=== Text excerpt ===
=== Section Start ===

A MAN has been awarded more than £300,000 after ambulance staff left him lying in a hall-way for nine hours with a serious head injury because they thought he was drunk.
Richard Laws, 32, ended up in a coma for a month and now requires full-time care for the rest of his life.
He is confined to a wheelchair, unable to work and suffers memory loss as a result of the emergency services' blunder six years ago.
Winchester High Court heard that a second ambulance crew found Mr Laws, of Ryde on the Isle of Wight, still unconscious in the hallway of his brother's house, also in Ryde. He had suffered a fall.
Mr Laws was found to have a brain injury as well as a collapsed lung after undergoing a scan at St Mary's Hospital, Newport.
His lawyers claimed he had suffered secondary brain damage as a result of the delay in treatment.
Isle of Wight Community Healthcare NHS Trust admitted the negligence of the first ambulance crew, who failed to take Mr Laws to hospital, but denied any further serious injury was suffered as a result of the delay.
Awarding Mr Laws £313,592, Mr Robert Browne said: "It is overwhelmingly probable that Mr Laws did suffer slight but significant secondary brain damage as a result of being left unattended after his original and primary injury.
"In my view the incremental damage was significant in that it probably made the plaintiff's disabilities noticeably worse overall."

=== Section End ===

=== Excerpted records ===
=== Section Start ===

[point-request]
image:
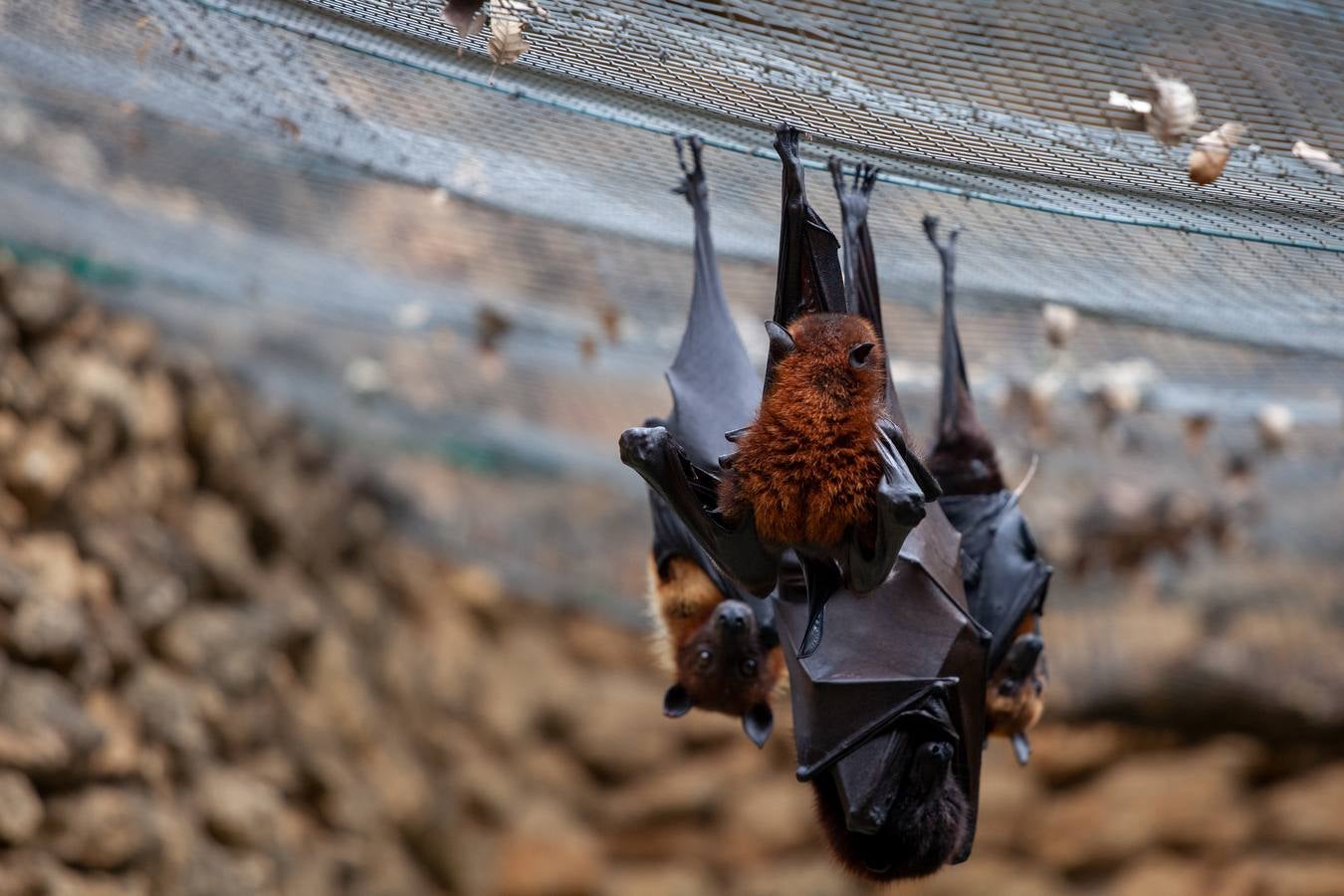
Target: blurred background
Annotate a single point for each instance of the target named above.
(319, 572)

=== Section End ===
=== Section Start ===

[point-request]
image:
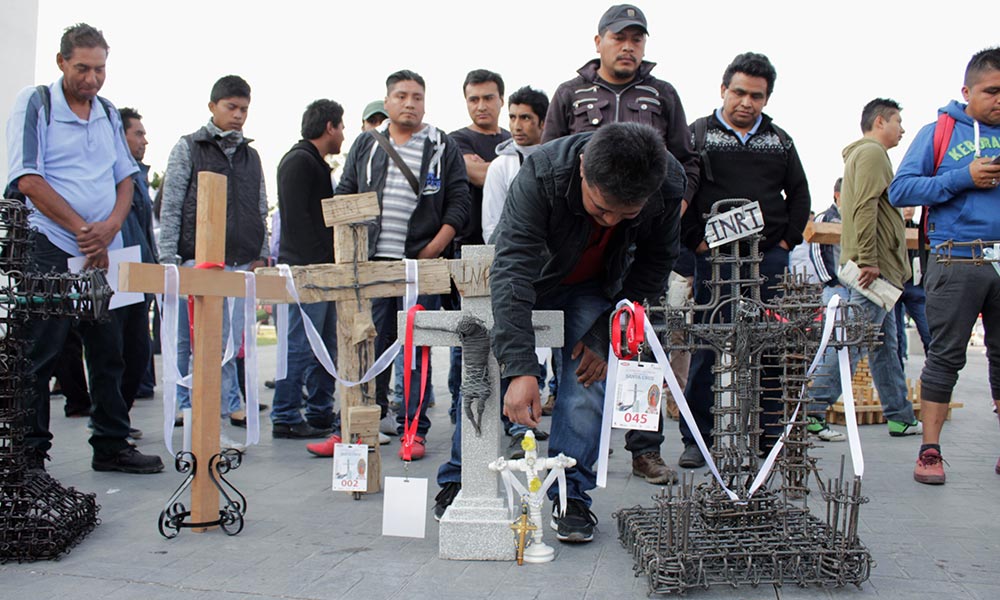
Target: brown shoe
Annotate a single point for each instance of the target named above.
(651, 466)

=== Section End ===

=== Your instructions ===
Continue the news report on the man awarded damages after an ambulance crew left him in a hallway, picking up after its last sentence.

=== Reply ===
Christopher Gardner, for Mr Laws, said: "People who have got head injuries should be taken to hospital at the earliest moment. If you don't at the earliest possible moment give them oxygen and other intensive care there is a real risk, in this case inevitable, that the brain damage will be worse."
Mr Laws, who did not attend the hearing, said in a statement: "I'm very happy with the result of the case and very relieved that the core proceedings are now concluded.
"It's six years since my accident -I now feel I can put the past behind me and concentrate on my future."
A spokesman for the trust said: "We once again extend our sincere apologies to Mr Laws for failing to transport him to hospital in accordance with ambulance protocol.
"We accept the decision of the court that although Mr Laws had suffered a substantial primary brain injury following a fall the failure of an initial attending ambulance crew to transport him to hospital exacer-bated his condition."